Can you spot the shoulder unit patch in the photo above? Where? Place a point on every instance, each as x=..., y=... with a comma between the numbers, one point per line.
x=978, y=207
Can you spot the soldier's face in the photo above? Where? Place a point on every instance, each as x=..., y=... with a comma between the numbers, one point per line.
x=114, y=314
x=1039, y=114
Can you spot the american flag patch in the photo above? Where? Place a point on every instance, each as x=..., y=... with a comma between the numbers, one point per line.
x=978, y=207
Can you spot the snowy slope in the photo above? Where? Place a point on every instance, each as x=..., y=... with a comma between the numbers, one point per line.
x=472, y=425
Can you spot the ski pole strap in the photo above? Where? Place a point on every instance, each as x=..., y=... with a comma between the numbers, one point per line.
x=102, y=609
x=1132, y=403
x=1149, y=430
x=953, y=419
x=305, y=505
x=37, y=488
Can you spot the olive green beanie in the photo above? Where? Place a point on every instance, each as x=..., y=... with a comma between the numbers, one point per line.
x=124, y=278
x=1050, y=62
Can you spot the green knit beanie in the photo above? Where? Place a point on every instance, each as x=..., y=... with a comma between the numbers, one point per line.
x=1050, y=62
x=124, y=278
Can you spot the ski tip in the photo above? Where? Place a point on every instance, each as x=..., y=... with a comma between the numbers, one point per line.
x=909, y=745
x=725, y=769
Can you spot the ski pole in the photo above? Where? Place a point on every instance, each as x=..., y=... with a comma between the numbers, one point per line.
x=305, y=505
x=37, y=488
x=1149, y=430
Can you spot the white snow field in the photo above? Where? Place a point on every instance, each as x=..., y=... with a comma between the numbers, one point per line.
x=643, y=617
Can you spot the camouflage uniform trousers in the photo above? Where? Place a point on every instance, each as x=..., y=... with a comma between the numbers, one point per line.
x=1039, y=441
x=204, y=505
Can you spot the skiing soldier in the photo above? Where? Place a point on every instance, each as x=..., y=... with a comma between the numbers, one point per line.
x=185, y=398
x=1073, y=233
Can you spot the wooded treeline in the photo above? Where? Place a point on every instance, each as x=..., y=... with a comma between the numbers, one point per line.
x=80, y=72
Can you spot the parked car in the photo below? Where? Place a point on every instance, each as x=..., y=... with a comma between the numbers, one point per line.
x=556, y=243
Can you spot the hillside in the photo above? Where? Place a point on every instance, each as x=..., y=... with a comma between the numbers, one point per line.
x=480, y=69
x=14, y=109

□ □ □

- _EXERCISE DIRECTIONS_:
Once you have read the entries, reproduce each one exactly.

- _SOLUTION FOR THIS TASK_:
Can you spot the shoulder unit patch in the photo above? Where? Place a point on every instance, each as x=..., y=... with a comma between the numbers, one point per line.
x=978, y=207
Can you spot the soldier's face in the photo above? Where? Place a point on every instance, each as x=..., y=... with a comma between the numbers, one point per line.
x=114, y=314
x=1039, y=114
Can you spot the american flag patch in the photo above? Where? Place a point on every instance, each as x=..., y=... with a comma between the numbers, one point per line.
x=978, y=207
Can you spot the snowy slope in the photo above? Where? Place a point on every instance, each as x=..., y=... with a comma between the numbers, one point per line.
x=472, y=425
Can you spot the ski pole strap in the photo above? Where? Place a point on every instance, each as x=..., y=... with a comma between the numbers, one point per line.
x=102, y=609
x=1132, y=403
x=1149, y=430
x=953, y=419
x=305, y=505
x=37, y=488
Can you spot the olive green beanie in the photo above? Where? Place a point on every instance, each as x=..., y=... with a comma between the numbers, one point per line.
x=124, y=278
x=1050, y=62
Can you spot the green knit beanie in the photo above? Where? Place a point on every instance, each as x=..., y=... with a comma between the numbers, one point per line.
x=1050, y=62
x=124, y=278
Can you spot the ski tip in the photo above? Where? Place a point on every instance, each as x=..., y=... with a comma between the numbers, one point per line.
x=909, y=745
x=725, y=769
Can you spot the ski pole in the photo above? Where? Place a point on every instance, each as x=..., y=... with a comma between the numbers, one point per line.
x=305, y=505
x=37, y=488
x=1149, y=430
Can you spot the white snow field in the photo above? Where? Place a point on every instance, each as x=..., y=... with a comma between the numbers, one point per line.
x=643, y=617
Can you spot the camouflage uniform trousers in the photo above? Where? Place a point on every instance, each as x=..., y=... with a comma between the numbers, one point per line.
x=1039, y=441
x=204, y=505
Can you spot the skiing soldier in the photo above? Where? Place a point on every instance, each as x=..., y=... with a comma between the numbers, one point per line.
x=185, y=398
x=1073, y=233
Can you spot the wooded treeline in the photo above? Where? Place a point on every instance, each as x=..., y=... with a comma between the numbers, one point per line.
x=80, y=72
Can you spot the parked car in the photo below? Where? Place a point on every instance, each as x=..., y=... with a comma between the numbers, one point per line.
x=556, y=243
Can you spot the hillside in the photo above? Where? Place a point on every instance, each as x=..., y=... with a comma between the numbers, one point per line.
x=480, y=69
x=14, y=109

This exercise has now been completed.